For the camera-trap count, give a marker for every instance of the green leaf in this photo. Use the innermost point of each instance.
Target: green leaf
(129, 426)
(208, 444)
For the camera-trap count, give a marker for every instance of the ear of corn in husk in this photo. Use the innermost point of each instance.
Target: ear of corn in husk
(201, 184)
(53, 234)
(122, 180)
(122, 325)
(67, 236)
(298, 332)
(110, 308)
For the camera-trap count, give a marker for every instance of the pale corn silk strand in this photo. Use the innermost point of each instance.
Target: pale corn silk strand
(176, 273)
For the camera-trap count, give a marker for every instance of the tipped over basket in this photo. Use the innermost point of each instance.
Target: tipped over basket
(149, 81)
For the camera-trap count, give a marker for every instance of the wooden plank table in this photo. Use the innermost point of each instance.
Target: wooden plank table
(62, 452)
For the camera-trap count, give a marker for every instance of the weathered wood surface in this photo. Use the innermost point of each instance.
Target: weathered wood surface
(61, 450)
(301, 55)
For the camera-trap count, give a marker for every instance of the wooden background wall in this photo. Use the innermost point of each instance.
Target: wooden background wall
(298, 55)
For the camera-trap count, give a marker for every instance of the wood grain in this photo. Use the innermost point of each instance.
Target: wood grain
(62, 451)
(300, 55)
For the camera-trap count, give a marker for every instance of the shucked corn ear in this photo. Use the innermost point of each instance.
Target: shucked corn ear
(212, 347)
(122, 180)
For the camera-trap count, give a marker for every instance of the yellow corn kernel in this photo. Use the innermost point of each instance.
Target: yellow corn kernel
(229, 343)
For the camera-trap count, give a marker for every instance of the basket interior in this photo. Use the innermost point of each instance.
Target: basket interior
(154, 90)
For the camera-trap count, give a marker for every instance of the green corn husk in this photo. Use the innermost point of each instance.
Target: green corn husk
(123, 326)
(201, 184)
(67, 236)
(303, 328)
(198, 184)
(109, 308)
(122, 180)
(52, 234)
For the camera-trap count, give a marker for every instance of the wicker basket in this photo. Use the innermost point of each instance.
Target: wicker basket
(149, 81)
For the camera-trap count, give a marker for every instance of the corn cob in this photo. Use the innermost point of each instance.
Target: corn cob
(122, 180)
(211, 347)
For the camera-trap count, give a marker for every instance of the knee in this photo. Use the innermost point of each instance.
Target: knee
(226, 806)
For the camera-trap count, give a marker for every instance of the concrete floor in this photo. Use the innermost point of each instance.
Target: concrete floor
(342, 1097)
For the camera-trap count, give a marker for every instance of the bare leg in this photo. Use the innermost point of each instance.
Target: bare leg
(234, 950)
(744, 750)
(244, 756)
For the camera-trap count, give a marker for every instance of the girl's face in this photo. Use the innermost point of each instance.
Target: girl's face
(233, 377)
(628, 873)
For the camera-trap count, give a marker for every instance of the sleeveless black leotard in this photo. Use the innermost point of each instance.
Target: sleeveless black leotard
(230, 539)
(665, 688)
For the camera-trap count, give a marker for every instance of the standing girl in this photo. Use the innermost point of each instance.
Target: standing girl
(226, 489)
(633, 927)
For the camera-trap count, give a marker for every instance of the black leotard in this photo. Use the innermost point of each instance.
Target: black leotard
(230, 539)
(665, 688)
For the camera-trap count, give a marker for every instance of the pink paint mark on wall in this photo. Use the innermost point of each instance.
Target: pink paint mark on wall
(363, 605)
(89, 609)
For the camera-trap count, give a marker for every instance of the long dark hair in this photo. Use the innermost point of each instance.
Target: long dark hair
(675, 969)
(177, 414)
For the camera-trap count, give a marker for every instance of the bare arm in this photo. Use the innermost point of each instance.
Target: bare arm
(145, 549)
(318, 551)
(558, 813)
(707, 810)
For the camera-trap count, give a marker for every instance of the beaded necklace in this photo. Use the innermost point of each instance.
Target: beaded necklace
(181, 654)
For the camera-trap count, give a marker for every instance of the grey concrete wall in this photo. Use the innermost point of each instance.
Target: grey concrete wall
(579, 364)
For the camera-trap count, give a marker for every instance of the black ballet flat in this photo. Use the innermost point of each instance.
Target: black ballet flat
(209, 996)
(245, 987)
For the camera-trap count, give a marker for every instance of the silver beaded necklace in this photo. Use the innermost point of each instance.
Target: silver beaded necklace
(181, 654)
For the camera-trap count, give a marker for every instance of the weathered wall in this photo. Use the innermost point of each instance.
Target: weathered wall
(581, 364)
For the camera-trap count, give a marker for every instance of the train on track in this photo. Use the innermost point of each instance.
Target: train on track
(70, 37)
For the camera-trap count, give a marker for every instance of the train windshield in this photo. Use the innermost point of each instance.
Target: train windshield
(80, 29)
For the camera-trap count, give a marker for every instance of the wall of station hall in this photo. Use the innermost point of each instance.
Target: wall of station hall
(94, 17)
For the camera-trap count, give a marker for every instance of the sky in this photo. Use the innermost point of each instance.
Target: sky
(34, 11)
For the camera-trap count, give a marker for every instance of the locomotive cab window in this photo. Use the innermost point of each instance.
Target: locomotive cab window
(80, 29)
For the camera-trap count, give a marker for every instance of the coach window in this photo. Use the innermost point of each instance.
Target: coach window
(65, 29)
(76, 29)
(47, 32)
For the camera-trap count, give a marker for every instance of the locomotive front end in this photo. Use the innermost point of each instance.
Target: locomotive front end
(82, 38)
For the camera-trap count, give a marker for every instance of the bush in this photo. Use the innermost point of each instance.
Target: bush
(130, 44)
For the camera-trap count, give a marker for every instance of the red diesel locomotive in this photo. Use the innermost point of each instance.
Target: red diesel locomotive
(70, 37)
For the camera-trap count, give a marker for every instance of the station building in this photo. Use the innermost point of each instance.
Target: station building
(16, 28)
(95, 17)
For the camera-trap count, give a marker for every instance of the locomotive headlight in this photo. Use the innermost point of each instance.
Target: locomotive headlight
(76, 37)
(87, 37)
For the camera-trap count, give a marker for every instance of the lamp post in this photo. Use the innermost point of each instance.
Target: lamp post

******

• Task goal: Reproduce the lines above without alteration, beginning with the line that contains "sky in this" and continuing through the last line.

• Answer to this problem:
For the camera-trap count, give a marker for every instance of the sky in this photo. Use the innermost point of each instance.
Target: sky
(34, 11)
For the camera-trap count, give a marker for every instance of the locomotive cab window in this photo. Use the innermost point of each instance.
Target: locomotive cab window
(80, 29)
For the camera-trap count, give a marker for every instance of the coach window in this photo. Use the innermost point of each instance.
Target: coach window
(65, 29)
(76, 29)
(47, 32)
For the camera-trap count, give a marker for every instance of the locomotive front end in this photo. Use the innermost point of each instance.
Target: locomotive front end
(82, 38)
For the camera-trap count, give a marker for every instance of the bush in this photo. Use the innermost point of each instance.
Target: bush
(130, 44)
For the camera-trap count, give a marker for every instance of the red diesel locomotive in this photo. Use the innermost point of each instance.
Target: red diesel locomotive
(70, 37)
For the camera-trap count, give a marker for every instance of the station building in this photo. Use the innermost point of each instance.
Target: station building
(16, 28)
(95, 17)
For the camera-trap count, give a marker for every instance of the locomotive headlight in this photo. Use the innermost point of each instance.
Target: locomotive headlight
(76, 37)
(87, 37)
For the camera-trap count, give a marker for every instance of the lamp post in this photo. Use the innermost point of each instance.
Target: lamp post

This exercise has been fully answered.